■ 挑战 1: 统计下方数据行中含有字符串“gripping”的行数,区分大小写,只写出数字。

■ 阅读材料:
:::

Input Specification:
Each input file contains one test case. For each case, the first line contains a positive integer N (≤104) which is the number of nodes, and hence the nodes are numbered from 1 to N. Then N−1 lines follow, each describes an edge by given the two adjacent nodes’ numbers.
Output Specification:
For each test case, print each of the deepest roots in a line. If such a root is not unique, print them in increasing order of their numbers. In case that the given graph is not a tree, print Error: K components where K is the number of connected components in the graph.
思路如下:
- 判断是否为树。由于题目已经表明,只有N-1条边,所以必然是数,或者是带环路的的森林,这样问题就转换为判断连通块的个数。

:::

■ 挑战 2:
根据上面的阅读材料回答:
(a) 节点的编号范围是什么?
(b) 最深的根不唯一时,按什么顺序输出?
(c) 给定的图不是树时,应输出什么?

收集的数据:
:::

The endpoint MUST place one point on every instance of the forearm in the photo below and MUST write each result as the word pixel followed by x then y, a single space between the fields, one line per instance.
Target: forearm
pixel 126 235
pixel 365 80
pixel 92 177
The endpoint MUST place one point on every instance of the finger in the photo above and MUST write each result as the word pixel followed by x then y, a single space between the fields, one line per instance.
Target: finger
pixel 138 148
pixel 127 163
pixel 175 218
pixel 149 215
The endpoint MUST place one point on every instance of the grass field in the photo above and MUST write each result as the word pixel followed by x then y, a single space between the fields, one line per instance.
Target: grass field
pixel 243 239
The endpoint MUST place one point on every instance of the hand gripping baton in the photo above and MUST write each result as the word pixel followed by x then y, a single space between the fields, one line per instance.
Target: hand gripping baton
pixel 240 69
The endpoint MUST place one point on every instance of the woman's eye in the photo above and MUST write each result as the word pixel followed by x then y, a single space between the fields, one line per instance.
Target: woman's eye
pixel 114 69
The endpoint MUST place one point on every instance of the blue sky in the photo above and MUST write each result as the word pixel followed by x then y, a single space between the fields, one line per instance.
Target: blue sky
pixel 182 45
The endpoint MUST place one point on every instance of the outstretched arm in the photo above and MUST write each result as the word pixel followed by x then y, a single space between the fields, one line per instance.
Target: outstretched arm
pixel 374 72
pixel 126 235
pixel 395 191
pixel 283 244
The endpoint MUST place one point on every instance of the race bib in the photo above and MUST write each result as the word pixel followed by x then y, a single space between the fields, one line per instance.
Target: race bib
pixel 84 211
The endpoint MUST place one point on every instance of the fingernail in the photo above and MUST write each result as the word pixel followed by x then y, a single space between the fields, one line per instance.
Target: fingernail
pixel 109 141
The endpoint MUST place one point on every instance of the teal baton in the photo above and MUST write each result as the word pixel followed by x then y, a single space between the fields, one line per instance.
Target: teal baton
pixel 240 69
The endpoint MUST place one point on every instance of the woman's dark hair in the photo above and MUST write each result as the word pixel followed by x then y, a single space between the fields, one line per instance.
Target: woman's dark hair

:::

■ 练习结果 1: 2

■ 练习结果 2:
(a) 从 1 到 N。
(b) 按编号递增的顺序输出。
(c) 输出 Error: K components,其中 K 是图中连通分量的个数。